***** SOURCE PASSAGE
John Newcombe, tycoon, returned to the business of playing tennis last week and joined Margaret Court in the winner's circle at Forest Hills

You remember John Newcombe, surely. That handsome chap from Sydney whose serve and forehand volley could pierce armor plate? He played the Davis Cup Challenge Round for Australia at age 19 and went on to win a Forest Hills and three Wimbledons, but he has been semiretired from tennis lately, busy turning himself into a conglomerate: helping run a tennis ranch down in Texas that is about to branch out all over the Southwest, organizing an autumn tour of the Far East, even planning to act in a tennis mystery movie, Game, Set, Murder, in which he will die in mid-serve in the first scene. He has played in only nine tournaments this year, winning the Australian Open, which does not mean much anymore, and losing his first matches at the French and Italian Opens. During the U.S. Open at Forest Hills last week one newspaper even called him a "relic."

Some relic. John Newcombe is only 29, nine years younger than Ken Rosewall and only three years older than Stan Smith. When he sets his mind to it, and has enough preliminary tournaments under his belt, he can still look like the best tennis player in the world. He proved that last Sunday at Forest Hills, beating the amazingly quick Wimbledon champion, Jan Kodes, in a tough, very good five-set final and winning the $25,000 first prize and a new car.

Newk's triumph was only one of many for Australia over the weekend. In an all-Aussie women's final, Margaret Court won her fifth Forest Hills championship by beating Evonne Goolagong. Newk and countryman Owen Davidson won the men's doubles. Court and Great Britain's Virginia Wade took the women's doubles, and Davidson took the mixed doubles with Billie Jean King. About the only things Americans could be happy about were the facts that this was probably the last Forest Hills to be played on grass (it was as lumpy and pitted as ever and will be replaced by a synthetic surface next year) and that the event was smoothly run and a resounding financial success: the 12-day attendance was a record 137,488 and the tournament grossed more than $1 million.

For the first seven days Forest Hills was a giant steam bath, plagued by 90°-plus heat and a sweaty, tropical humidity that even wilted the red plastic geraniums lining either side of center court. The only comfortable people on the grounds seemed to be two Indians, the strikingly dark Amritraj brothers, Vijay and Anand, who come from Madras on the Bay of Bengal, in the same latitude as the Sudan, Nicaragua and Hades. Everyone else at the West Side Tennis Club was moaning and melting:

•Ilie Nastase won in straight sets the first round and walked off the court gasping. "I could not breathe out there," he complained. He was upset in the second round and left, forsaking his doubles partner.

•Evonne Goolagong, part Australian aborigine, said after one match, "I feel like I've just gone through a sauna."

•Mlle.—or whatever the French equivalent of Ms. is—Fran√ßoise Durr was leading Sally Greer when she had to default in the second set because of heat prostration. Durr was reared in Algeria, which is not exactly snow country.

•Patrick Proisy had to retire in the second set against Stan Smith, though Smith was about to retire him anyway.

Finally, the heat and humidity claimed one more victim, an important one, Billie Jean King.
**********
> **SET TASK**:
Copy everything in the Forest Hills article from "For the first" down to "his doubles partner.", word for word.
***** STORED ROWS
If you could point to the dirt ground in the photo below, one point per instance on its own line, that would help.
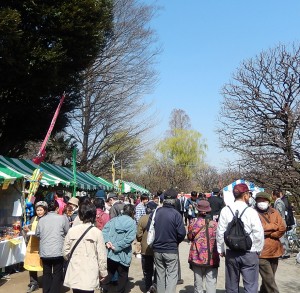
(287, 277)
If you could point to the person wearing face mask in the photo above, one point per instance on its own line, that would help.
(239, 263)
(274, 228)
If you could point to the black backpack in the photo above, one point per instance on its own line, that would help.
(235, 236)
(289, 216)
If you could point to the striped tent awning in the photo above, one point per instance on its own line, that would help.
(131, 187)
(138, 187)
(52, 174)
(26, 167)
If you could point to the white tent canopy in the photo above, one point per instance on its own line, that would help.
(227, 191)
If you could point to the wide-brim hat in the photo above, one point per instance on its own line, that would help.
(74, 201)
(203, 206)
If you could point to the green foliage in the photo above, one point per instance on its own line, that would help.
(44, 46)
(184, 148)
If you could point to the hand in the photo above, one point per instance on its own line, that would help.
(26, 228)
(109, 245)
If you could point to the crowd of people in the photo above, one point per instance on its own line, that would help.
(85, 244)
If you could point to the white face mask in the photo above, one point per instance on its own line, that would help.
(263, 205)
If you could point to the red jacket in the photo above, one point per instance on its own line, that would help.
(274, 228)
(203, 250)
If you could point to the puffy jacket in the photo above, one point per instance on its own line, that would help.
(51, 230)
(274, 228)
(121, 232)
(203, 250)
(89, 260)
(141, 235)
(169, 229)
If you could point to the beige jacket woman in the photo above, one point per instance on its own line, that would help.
**********
***** STORED ROWS
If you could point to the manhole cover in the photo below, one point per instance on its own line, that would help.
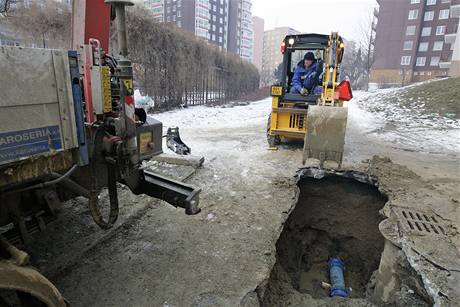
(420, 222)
**********
> **RESULT OF THE EXERCISE**:
For the first seven days Forest Hills was a giant steam bath, plagued by 90°-plus heat and a sweaty, tropical humidity that even wilted the red plastic geraniums lining either side of center court. The only comfortable people on the grounds seemed to be two Indians, the strikingly dark Amritraj brothers, Vijay and Anand, who come from Madras on the Bay of Bengal, in the same latitude as the Sudan, Nicaragua and Hades. Everyone else at the West Side Tennis Club was moaning and melting:

•Ilie Nastase won in straight sets the first round and walked off the court gasping. "I could not breathe out there," he complained. He was upset in the second round and left, forsaking his doubles partner.